::: SOURCE PASSAGE :::

Four states initiated investigations in recent years with Florida in October 2010, New York, California and a subpoena of documents regarding Brown Mackie College from the Office of Consumer Protection of the Kentucky Attorney General in December 2010. In August 2010, EDMC and other private sector schools were investigated by the U.S. GAO, which reported that Argosy University (Chicago) recruiters misled undercover students about tuition and program quality. The GAO later revised parts of its original report from the investigation, which was the focus of testimony at a U.S. Senate HELP committee September 2010 hearing. A 2011 US DOJ report claimed that EDMC "created a 'boiler room' style sales culture and has made recruiting and enrolling new students the sole focus of its compensation system".

In January 2014, EDMC was among several for-profit schools approached by approximately a dozen attorneys general for information in an investigation of their practices.

EDMC's stock price has dropped more than 75% in the three months up to February 2014 as the company faced lower enrollments and investigations at state and federal levels, including investigations by states Attorneys General and the Securities and Exchange Commission. Information that EDMC provided to the Senate Harkin Commission indicates that of the 78,661 students who enrolled at EDMC-owned colleges in 2008–9, 62.1 percent, or 48,840 students, dropped out as of mid-2010. As of 2013, about 120,000 students attended Education Management Corporation-operated schools, a drop from its peak of 160,000.

::: ENTRIES SUPPLIED :::

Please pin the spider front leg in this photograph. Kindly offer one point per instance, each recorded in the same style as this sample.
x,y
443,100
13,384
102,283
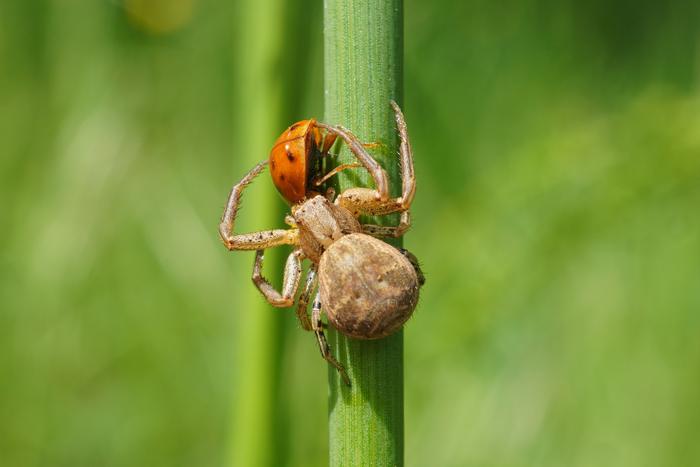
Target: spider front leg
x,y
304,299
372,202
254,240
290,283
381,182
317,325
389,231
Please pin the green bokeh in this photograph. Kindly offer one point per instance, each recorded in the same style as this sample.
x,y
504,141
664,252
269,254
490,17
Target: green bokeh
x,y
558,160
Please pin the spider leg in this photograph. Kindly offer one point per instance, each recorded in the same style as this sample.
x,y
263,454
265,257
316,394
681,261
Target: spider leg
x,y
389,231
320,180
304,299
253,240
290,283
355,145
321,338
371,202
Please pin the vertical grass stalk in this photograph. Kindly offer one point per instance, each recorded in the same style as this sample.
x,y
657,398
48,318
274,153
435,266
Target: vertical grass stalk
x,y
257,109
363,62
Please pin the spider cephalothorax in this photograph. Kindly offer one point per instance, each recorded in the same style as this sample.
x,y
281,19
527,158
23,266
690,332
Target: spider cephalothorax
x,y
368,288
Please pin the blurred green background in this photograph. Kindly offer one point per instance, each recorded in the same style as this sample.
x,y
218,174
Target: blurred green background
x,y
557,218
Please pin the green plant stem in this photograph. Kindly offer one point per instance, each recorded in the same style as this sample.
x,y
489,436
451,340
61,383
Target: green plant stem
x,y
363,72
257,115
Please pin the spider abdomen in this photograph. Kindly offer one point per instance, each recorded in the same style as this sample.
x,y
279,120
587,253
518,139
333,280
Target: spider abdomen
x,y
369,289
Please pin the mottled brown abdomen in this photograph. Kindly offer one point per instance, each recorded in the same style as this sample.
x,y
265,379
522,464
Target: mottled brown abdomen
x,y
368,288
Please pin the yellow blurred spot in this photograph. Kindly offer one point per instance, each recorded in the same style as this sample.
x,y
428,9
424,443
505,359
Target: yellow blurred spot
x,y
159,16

:::

WORK ORDER 1: Translate this sentence from the EDMC passage into Spanish: "In January 2014, EDMC was among several for-profit schools approached by approximately a dozen attorneys general for information in an investigation of their practices."
WORK ORDER 2: Please repeat the section of the EDMC passage starting at "In January 2014, EDMC" and ending at "of their practices.".

REPLY 1: En enero de 2014, EDMC fue una de varias escuelas con fines de lucro a las que aproximadamente una docena de fiscales generales solicitaron información en una investigación sobre sus prácticas.

REPLY 2:
In January 2014, EDMC was among several for-profit schools approached by approximately a dozen attorneys general for information in an investigation of their practices.